Text:
▼▼▼
WWE Night of Champions was a professional wrestling event produced by WWE, a Connecticut-based professional wrestling promotion. All nine events aired live and were broadcast on pay-per-view (PPV), while the final two events were also available to livestream on the WWE Network. The inaugural event took place on June 24, 2007, and was a crossover with Vengeance titled Vengeance: Night of Champions. In 2008, Vengeance was dropped in favor of Night of Champions and it took over the June PPV slot. The concept of Night of Champions was that every championship promoted on WWE's main roster from 2007 to 2015 was defended. In 2016, Night of Champions was replaced by the similarly themed Clash of Champions.

To coincide with the original WWE brand extension (2002–2011), the events from 2007 to 2010 featured wrestlers from the Raw and SmackDown brands. The events from 2007 to 2009 also featured the ECW brand before that brand was dissolved in early 2010. During the first brand extension, these three brands were considered WWE's main roster. The first brand extension ended in August 2011.

In total, 10 different WWE championships were defended at Night of Champions over its nine events. Only four of those 10 championships were contested at every event. These were the WWE Championship (called the WWE World Heavyweight Championship at the final two events), the WWE Intercontinental Championship, the WWE United States Championship, and the WWE Tag Team Championship. Coincidentally, these are the only four championships from this time that are still active in WWE, although the WWE Tag Team Championship was renamed to Raw Tag Team Championship in 2016 to coincide with the second brand extension that began that year.
▲▲▲
Excerpts of pointing data
▼▼▼
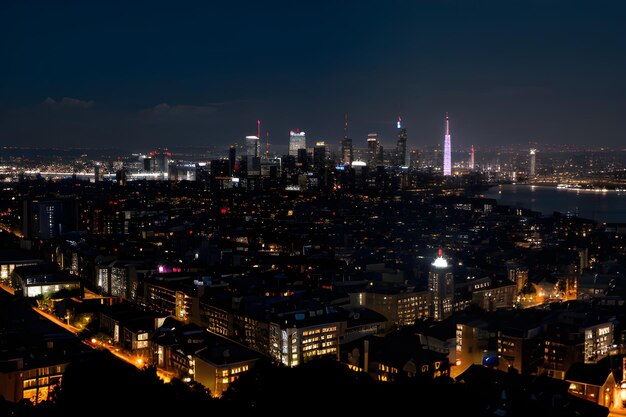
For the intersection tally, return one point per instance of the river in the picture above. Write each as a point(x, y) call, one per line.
point(607, 207)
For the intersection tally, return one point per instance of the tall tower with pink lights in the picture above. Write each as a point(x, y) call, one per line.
point(447, 150)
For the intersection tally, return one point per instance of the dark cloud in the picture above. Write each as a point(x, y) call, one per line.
point(69, 103)
point(507, 72)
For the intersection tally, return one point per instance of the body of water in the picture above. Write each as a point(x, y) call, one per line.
point(607, 207)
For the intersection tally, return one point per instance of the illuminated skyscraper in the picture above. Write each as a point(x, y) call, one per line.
point(447, 150)
point(401, 145)
point(232, 159)
point(297, 140)
point(441, 285)
point(532, 162)
point(253, 155)
point(346, 145)
point(373, 149)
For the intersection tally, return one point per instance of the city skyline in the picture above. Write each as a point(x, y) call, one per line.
point(88, 74)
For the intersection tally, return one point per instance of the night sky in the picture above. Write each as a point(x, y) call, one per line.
point(109, 74)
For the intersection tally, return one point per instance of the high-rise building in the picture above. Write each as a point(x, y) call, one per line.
point(447, 150)
point(321, 155)
point(297, 140)
point(373, 149)
point(47, 219)
point(253, 155)
point(232, 158)
point(441, 285)
point(401, 155)
point(347, 155)
point(532, 163)
point(98, 172)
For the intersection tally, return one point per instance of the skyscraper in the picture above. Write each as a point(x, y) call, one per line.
point(447, 150)
point(401, 145)
point(297, 140)
point(253, 152)
point(232, 159)
point(532, 163)
point(441, 285)
point(346, 145)
point(321, 155)
point(373, 149)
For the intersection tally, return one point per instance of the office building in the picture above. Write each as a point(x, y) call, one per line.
point(441, 285)
point(297, 140)
point(373, 149)
point(447, 150)
point(532, 163)
point(253, 155)
point(401, 155)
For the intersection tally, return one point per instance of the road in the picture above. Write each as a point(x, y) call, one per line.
point(94, 343)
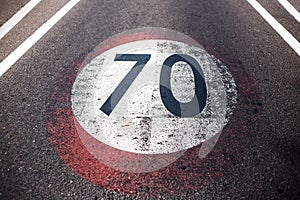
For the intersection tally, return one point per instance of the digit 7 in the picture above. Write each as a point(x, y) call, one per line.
point(118, 93)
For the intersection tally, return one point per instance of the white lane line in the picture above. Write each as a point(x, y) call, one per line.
point(5, 28)
point(38, 34)
point(289, 38)
point(291, 9)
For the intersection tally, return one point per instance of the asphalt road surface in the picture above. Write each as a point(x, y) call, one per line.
point(257, 156)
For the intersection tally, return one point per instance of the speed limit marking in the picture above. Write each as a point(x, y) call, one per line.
point(143, 111)
point(153, 96)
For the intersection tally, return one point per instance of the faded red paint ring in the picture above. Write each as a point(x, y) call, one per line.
point(188, 172)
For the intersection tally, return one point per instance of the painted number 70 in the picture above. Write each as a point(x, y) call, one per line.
point(189, 109)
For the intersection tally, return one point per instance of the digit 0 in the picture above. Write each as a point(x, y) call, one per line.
point(197, 104)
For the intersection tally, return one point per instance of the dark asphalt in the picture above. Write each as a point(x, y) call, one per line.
point(265, 166)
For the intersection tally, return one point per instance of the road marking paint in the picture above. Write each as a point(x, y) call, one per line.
point(290, 8)
point(141, 122)
point(14, 20)
point(287, 36)
point(124, 171)
point(35, 37)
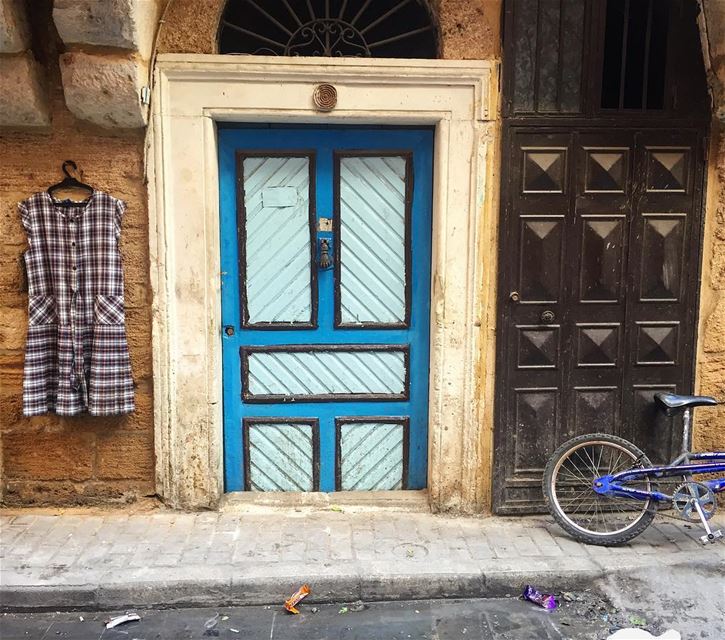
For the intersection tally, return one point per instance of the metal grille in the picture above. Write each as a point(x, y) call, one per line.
point(363, 28)
point(635, 54)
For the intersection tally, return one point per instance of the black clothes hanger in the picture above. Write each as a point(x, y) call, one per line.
point(69, 182)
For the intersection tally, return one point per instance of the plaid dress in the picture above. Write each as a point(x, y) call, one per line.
point(76, 356)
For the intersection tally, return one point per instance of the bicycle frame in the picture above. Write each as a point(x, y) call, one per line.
point(610, 484)
point(681, 466)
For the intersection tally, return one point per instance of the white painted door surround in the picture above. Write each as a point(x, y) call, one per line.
point(192, 94)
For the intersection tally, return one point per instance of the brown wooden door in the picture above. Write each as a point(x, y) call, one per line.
point(598, 292)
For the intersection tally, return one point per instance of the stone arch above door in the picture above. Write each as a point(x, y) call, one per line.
point(330, 28)
point(469, 30)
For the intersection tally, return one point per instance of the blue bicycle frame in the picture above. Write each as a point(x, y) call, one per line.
point(610, 484)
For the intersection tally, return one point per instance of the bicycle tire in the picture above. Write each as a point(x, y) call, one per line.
point(554, 464)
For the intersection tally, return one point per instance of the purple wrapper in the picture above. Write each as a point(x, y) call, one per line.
point(545, 600)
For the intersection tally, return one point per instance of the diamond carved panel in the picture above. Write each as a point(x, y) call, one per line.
point(657, 343)
point(595, 409)
point(662, 252)
point(668, 170)
point(606, 171)
point(538, 347)
point(540, 258)
point(598, 345)
point(544, 170)
point(602, 247)
point(537, 416)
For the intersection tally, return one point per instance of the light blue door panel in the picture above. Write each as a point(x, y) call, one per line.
point(373, 228)
point(325, 369)
point(277, 274)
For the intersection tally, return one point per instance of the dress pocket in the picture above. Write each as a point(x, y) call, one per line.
point(108, 310)
point(42, 310)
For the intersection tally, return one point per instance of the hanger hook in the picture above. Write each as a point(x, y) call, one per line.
point(71, 164)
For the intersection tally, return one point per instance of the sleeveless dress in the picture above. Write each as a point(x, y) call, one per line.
point(76, 356)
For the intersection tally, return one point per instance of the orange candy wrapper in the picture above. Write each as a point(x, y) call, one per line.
point(295, 598)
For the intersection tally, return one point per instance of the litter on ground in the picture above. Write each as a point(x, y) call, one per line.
point(291, 603)
point(641, 634)
point(129, 616)
point(545, 600)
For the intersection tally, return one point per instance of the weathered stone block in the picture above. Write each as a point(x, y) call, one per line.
point(714, 338)
point(104, 90)
point(127, 24)
point(717, 277)
point(48, 455)
point(14, 30)
point(27, 104)
point(13, 327)
point(126, 455)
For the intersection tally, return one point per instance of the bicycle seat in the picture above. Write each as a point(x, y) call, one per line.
point(671, 401)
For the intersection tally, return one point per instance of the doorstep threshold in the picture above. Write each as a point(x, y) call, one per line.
point(348, 501)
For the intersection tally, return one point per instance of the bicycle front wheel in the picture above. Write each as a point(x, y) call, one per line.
point(569, 490)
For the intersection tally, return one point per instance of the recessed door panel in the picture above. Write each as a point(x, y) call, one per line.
point(326, 249)
point(373, 225)
point(277, 194)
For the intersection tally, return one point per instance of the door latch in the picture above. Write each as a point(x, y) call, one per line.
point(547, 317)
point(324, 257)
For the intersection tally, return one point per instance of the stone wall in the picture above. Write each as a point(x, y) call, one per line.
point(49, 459)
point(710, 423)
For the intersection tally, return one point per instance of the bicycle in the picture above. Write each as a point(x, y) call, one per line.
point(603, 490)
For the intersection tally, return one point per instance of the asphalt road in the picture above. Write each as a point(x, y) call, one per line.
point(497, 619)
point(685, 598)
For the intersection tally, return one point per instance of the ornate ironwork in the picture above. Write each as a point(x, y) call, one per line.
point(357, 28)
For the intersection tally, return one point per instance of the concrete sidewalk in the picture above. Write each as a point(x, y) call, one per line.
point(112, 560)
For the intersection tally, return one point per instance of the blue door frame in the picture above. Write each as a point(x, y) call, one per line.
point(323, 143)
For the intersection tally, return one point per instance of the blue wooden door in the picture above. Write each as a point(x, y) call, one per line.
point(325, 253)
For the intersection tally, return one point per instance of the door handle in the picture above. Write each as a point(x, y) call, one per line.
point(324, 260)
point(547, 317)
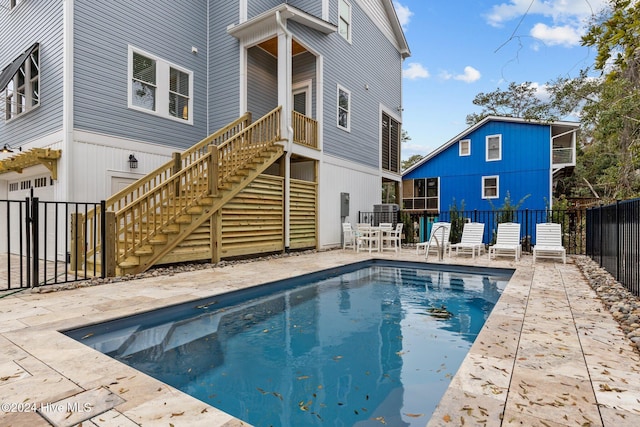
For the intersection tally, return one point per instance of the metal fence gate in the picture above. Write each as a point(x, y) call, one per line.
point(36, 243)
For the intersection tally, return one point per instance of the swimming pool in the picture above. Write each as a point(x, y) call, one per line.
point(368, 343)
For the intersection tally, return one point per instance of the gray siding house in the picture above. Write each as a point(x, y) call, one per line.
point(94, 83)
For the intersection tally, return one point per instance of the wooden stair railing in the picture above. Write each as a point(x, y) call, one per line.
point(203, 176)
point(137, 189)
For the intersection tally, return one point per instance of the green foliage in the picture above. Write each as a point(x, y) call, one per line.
point(457, 221)
point(518, 100)
point(406, 164)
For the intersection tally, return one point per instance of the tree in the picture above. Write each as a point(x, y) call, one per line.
point(519, 100)
point(614, 112)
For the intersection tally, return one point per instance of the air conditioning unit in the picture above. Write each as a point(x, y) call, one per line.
point(386, 207)
point(387, 212)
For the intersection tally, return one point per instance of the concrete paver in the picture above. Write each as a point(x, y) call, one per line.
point(548, 355)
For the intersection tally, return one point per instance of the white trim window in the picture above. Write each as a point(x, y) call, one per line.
point(494, 148)
point(159, 87)
point(464, 146)
point(22, 93)
point(344, 109)
point(344, 19)
point(490, 187)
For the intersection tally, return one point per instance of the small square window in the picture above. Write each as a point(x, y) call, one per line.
point(464, 145)
point(490, 187)
point(494, 148)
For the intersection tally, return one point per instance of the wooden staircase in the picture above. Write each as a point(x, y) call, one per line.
point(150, 218)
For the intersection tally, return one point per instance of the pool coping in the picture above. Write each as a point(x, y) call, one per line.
point(547, 321)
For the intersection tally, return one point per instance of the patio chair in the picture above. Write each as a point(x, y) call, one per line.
point(471, 239)
point(369, 238)
point(438, 239)
point(549, 242)
point(392, 238)
point(507, 241)
point(348, 236)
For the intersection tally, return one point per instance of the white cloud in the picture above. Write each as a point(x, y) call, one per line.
point(560, 35)
point(415, 71)
point(560, 11)
point(404, 14)
point(470, 75)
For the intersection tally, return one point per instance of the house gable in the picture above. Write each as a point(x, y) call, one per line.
point(523, 170)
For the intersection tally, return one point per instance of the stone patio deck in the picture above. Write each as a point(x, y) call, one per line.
point(549, 355)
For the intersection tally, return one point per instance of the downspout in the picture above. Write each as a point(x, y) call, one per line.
point(66, 169)
point(288, 148)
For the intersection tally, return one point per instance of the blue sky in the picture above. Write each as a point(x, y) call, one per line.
point(460, 48)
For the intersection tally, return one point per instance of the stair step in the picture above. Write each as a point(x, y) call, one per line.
point(159, 239)
point(171, 229)
point(144, 250)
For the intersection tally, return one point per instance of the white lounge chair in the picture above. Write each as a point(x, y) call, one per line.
point(368, 237)
point(472, 233)
point(348, 236)
point(507, 241)
point(549, 242)
point(392, 238)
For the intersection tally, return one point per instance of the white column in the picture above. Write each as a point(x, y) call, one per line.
point(284, 100)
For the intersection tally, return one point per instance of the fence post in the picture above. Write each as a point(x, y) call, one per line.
point(527, 236)
point(34, 238)
point(213, 171)
point(177, 166)
point(109, 244)
point(618, 240)
point(77, 240)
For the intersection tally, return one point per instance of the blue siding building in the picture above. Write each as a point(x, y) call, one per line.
point(496, 158)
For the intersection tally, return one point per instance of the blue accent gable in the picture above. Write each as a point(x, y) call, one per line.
point(524, 170)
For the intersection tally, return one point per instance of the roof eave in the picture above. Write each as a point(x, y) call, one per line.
point(268, 18)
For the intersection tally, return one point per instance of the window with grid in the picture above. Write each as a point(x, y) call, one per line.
point(344, 108)
point(22, 93)
point(490, 187)
point(390, 139)
point(421, 194)
point(464, 146)
point(159, 87)
point(344, 20)
point(494, 148)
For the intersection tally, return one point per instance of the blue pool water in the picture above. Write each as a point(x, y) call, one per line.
point(374, 343)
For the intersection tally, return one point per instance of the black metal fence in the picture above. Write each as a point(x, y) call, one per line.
point(613, 241)
point(37, 244)
point(418, 224)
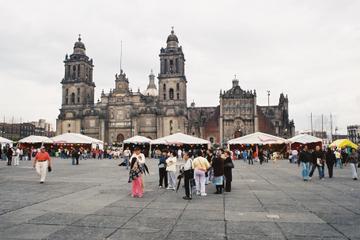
▲▲▲
What to do:
(a) According to the text on WWE Night of Champions, on what date did the inaugural event take place?
(b) Pick up the text on WWE Night of Champions after its last sentence and continue it.

Answers given:
(a) June 24, 2007

(b)
History
Night of Champions was a pay-per-view (PPV) event consisting of a main event and undercard that prominently featured championship matches. It was produced by World Wrestling Entertainment (WWE; the "WWE" acronym became an orphaned initialism for the promotion in 2011). The inaugural event took place on June 24, 2007, under the name Vengeance: Night of Champions at the Toyota Center in Houston, Texas and aired live on PPV—this was a crossover event with Vengeance, which was discontinued in 2008 in favor of Night of Champions (though Vengeance was later reinstated). In the nine editions of Night of Champions, the WWE Championship was defended in the main event seven times (the last two of which it was known as the WWE World Heavyweight Championship), with the now-defunct World Heavyweight Championship defended in the main event once, and in 2011, the main event was a non-championship match. In 2014, Night of Champions became available on WWE's online streaming service, the WWE Network, in addition to traditional PPV. In 2016, Night of Champions was replaced on the PPV schedule by the similarly themed Clash of Champions.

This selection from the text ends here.